▸ Exercise task:
Copy the records below verbatim, starting at the line containing "QA pass: verify that each tan" and ending at the line containing "230;147;835;823", both included.

▸ Record set:

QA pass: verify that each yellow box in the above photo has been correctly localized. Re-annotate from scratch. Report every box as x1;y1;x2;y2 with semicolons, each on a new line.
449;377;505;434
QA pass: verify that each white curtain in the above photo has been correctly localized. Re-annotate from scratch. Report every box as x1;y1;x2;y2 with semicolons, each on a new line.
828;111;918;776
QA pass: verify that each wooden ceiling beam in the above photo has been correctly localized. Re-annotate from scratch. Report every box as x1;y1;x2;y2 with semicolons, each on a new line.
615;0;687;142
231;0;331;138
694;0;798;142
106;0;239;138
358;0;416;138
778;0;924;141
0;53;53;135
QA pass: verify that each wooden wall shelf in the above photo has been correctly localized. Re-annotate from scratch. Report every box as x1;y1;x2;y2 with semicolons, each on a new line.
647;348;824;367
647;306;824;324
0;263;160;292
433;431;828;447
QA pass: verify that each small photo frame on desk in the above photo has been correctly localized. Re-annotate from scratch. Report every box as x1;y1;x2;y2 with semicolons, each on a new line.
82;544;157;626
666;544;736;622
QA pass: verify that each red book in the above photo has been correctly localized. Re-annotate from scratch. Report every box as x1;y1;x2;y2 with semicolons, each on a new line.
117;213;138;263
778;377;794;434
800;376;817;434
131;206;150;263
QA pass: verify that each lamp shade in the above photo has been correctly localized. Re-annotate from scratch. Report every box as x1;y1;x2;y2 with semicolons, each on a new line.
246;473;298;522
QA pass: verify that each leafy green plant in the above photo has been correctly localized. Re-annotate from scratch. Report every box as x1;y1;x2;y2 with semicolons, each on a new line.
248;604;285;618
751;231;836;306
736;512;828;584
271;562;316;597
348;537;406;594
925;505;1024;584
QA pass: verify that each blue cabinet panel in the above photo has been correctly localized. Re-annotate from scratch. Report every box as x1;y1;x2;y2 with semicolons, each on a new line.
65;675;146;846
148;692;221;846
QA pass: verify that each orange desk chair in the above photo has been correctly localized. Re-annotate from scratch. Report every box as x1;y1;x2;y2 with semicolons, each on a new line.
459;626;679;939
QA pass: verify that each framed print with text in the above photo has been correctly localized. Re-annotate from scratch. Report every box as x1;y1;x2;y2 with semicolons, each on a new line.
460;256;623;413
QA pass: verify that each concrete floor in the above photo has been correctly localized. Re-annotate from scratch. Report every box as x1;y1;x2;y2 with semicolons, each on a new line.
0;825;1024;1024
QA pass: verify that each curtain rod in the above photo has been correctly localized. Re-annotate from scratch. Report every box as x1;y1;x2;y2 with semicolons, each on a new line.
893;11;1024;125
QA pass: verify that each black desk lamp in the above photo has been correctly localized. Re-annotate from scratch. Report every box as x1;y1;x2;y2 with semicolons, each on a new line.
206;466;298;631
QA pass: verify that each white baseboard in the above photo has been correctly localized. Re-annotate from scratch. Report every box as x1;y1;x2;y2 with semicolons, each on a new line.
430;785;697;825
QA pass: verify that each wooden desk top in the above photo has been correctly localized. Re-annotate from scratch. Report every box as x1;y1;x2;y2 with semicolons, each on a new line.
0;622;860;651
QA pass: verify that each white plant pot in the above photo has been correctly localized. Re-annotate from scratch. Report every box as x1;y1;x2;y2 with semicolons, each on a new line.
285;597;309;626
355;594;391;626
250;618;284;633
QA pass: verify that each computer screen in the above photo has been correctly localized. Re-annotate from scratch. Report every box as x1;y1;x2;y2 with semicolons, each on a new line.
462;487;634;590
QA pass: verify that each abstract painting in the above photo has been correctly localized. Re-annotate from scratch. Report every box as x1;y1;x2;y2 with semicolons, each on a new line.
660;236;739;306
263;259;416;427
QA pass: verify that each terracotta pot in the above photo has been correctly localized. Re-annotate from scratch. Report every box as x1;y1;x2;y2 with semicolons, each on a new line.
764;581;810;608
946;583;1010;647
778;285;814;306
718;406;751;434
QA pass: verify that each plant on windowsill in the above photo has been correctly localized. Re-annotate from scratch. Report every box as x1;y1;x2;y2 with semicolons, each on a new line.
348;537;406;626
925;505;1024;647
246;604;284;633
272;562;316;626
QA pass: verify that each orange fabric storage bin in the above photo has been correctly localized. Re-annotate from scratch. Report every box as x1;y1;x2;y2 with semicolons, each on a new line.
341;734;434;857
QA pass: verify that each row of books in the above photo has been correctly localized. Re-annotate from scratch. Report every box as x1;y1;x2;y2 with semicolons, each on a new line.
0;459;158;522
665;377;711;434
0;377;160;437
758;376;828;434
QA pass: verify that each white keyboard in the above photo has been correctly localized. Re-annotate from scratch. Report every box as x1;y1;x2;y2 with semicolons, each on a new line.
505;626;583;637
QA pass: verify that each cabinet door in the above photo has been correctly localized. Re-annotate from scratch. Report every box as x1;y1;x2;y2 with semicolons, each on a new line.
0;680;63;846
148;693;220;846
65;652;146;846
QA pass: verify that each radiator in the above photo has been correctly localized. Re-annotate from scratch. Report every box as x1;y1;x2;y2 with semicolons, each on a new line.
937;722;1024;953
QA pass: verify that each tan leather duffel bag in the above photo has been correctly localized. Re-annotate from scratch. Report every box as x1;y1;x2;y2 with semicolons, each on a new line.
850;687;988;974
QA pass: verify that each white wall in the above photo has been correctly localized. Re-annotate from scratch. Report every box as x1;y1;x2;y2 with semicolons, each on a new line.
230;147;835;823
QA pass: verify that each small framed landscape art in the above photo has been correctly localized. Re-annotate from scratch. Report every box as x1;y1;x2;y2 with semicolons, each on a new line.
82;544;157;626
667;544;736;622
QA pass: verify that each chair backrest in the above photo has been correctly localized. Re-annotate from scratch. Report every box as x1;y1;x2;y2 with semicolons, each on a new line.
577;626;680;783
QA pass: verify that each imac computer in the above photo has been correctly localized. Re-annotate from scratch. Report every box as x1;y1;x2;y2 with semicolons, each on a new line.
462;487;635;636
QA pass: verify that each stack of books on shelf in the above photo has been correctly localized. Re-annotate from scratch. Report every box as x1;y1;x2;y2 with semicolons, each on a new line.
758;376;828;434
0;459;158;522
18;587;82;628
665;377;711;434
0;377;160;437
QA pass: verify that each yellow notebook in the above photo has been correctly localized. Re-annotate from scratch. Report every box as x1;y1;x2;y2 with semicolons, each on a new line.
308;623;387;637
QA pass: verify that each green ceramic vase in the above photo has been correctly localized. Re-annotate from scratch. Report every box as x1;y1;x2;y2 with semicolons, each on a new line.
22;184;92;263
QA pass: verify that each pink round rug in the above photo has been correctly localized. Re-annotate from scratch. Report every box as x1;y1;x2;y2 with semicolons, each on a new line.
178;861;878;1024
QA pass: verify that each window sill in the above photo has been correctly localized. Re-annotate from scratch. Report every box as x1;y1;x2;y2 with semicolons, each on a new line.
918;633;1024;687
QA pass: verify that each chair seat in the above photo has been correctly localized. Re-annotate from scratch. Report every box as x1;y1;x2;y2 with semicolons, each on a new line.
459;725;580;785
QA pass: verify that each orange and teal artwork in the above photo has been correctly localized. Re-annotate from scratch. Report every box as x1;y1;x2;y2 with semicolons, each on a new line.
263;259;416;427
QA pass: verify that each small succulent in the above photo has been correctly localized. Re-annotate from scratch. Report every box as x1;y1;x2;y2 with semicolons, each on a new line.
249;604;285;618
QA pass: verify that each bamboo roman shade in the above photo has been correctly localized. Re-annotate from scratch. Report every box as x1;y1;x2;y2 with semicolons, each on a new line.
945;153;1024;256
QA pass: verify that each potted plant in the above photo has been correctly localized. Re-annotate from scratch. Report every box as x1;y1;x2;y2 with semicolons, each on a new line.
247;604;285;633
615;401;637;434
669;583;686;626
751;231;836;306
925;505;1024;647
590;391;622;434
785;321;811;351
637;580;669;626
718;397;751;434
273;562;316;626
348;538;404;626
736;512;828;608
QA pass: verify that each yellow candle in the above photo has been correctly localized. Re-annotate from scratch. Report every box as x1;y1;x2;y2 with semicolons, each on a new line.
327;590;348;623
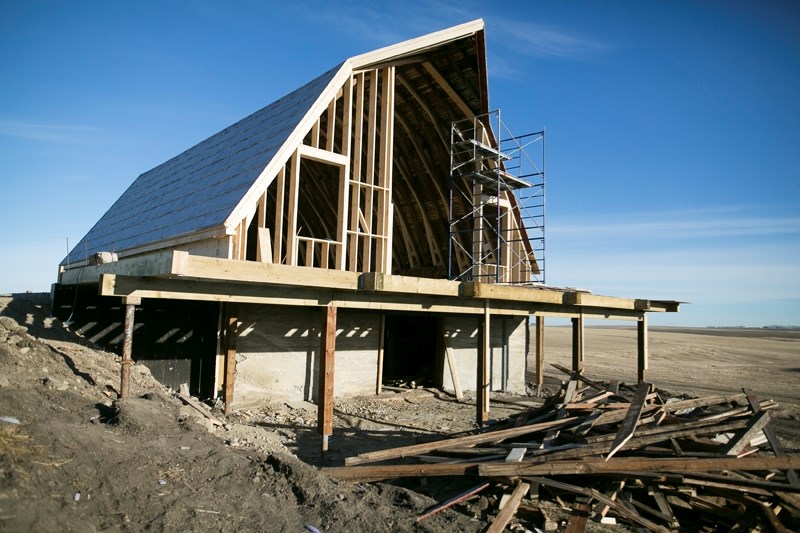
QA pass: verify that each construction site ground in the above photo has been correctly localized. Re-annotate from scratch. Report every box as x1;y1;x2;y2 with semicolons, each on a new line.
0;294;800;532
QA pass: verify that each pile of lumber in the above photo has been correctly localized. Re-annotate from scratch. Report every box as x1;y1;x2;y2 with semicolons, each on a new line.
326;369;800;532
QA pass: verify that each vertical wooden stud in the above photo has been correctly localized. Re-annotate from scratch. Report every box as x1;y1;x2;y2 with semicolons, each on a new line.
286;150;300;266
572;315;583;373
536;316;544;394
222;303;239;414
119;298;140;400
317;305;336;452
272;165;286;265
375;313;386;396
475;300;492;426
636;314;649;383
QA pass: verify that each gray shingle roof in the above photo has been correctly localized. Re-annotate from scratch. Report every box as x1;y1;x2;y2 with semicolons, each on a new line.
61;65;341;265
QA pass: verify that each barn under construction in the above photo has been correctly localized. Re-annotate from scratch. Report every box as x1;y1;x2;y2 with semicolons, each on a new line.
54;20;678;443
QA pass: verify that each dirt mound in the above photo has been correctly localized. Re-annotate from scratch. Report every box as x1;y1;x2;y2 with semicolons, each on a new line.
0;295;485;531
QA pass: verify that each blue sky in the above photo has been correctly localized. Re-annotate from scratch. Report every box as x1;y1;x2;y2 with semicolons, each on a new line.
0;0;800;326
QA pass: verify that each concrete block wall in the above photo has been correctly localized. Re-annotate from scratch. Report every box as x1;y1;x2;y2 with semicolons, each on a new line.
443;316;529;394
234;304;380;406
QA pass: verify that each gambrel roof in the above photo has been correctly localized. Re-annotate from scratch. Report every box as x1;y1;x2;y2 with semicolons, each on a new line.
62;65;341;264
62;20;488;273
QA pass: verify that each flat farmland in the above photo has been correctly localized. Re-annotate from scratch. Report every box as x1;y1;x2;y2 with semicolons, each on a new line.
528;326;800;449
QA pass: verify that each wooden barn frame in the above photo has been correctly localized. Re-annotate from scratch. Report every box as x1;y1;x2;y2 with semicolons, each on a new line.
56;20;678;447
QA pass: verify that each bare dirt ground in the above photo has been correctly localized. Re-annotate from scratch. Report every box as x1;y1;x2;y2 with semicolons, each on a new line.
0;294;800;531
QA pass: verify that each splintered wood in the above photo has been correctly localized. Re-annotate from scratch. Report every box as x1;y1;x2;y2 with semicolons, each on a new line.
325;369;800;532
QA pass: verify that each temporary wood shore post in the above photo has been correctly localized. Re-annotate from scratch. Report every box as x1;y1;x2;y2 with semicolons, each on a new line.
222;303;239;415
536;316;544;394
636;313;649;383
572;316;583;374
119;297;142;399
375;313;386;396
475;300;492;426
317;305;336;458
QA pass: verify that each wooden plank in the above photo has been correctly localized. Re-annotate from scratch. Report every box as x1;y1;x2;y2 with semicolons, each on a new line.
526;477;671;533
119;302;136;400
550;363;607;392
417;483;489;522
178;252;359;290
572;316;583;374
461;281;565;305
350;19;483;70
345;418;578;465
564;501;589;533
375;313;386;396
348;73;366;272
325;94;336;151
505;448;528;463
444;340;464;401
322;463;482;482
58;250;178;285
636;314;650;383
375;66;395;274
297;144;350;167
742;389;800;487
361;70;378;272
317;306;336;446
535;316;544;394
222;304;239;414
478;456;800;477
564;292;636;310
606;381;650;461
100;274;536;316
723;411;769;455
358;272;460;296
272;166;286;265
286;151;300;266
475;301;492;426
486;481;531;533
256;228;272;263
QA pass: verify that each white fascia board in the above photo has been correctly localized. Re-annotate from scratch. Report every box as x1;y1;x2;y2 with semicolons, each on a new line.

▸ Written response:
QA pass: verify that each tan leather duffel bag in the above photo has been correctly localized. Re-annotate from scratch. Report every box as x1;y1;x2;y2 with semicolons, each on a new line.
850;687;988;974
QA pass: verify that each white wall in the above photo has been correctly localized. Re-annotate from scratch. Report every box as x1;y1;x2;y2 with semicolons, each on a new line.
230;147;835;823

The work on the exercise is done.